Recast all the items below as a numbered list. Omit blank lines and leave the pictures out.

Box annotation records for images
= = = = =

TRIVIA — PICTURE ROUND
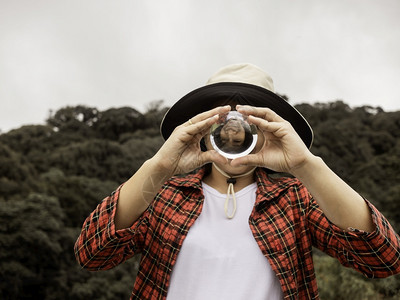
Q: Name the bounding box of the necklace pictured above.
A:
[213,163,256,219]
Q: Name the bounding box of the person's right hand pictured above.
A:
[153,105,231,176]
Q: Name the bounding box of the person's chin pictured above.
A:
[218,159,253,176]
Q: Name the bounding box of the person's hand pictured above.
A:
[153,105,231,176]
[231,105,313,173]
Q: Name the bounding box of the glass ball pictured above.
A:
[210,111,258,159]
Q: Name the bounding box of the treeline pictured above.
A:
[0,101,400,300]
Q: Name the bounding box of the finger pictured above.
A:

= = = = =

EXERCISE ANSWER:
1. TRIVIA — PICTURE ROUND
2. Q: Name the bounding box of the necklace pictured above.
3. A:
4. [213,163,256,219]
5. Q: Name the bounding box of the person's right hand pictured above.
6. A:
7. [153,105,231,176]
8. Q: Name the bounding box of the person's chin pictured above.
9. A:
10. [218,159,253,176]
11. Q: Name the bounding box of the person's hand pictured above.
12. A:
13. [153,105,231,176]
14. [231,105,313,173]
15. Q: Name the bounding box of the glass ball pictured above.
16. A:
17. [210,111,258,159]
18. Q: Name the bounding box of the treeline pictured above.
19. A:
20. [0,101,400,300]
21. Q: Name the bounding box of the finger pictured above.
22. A:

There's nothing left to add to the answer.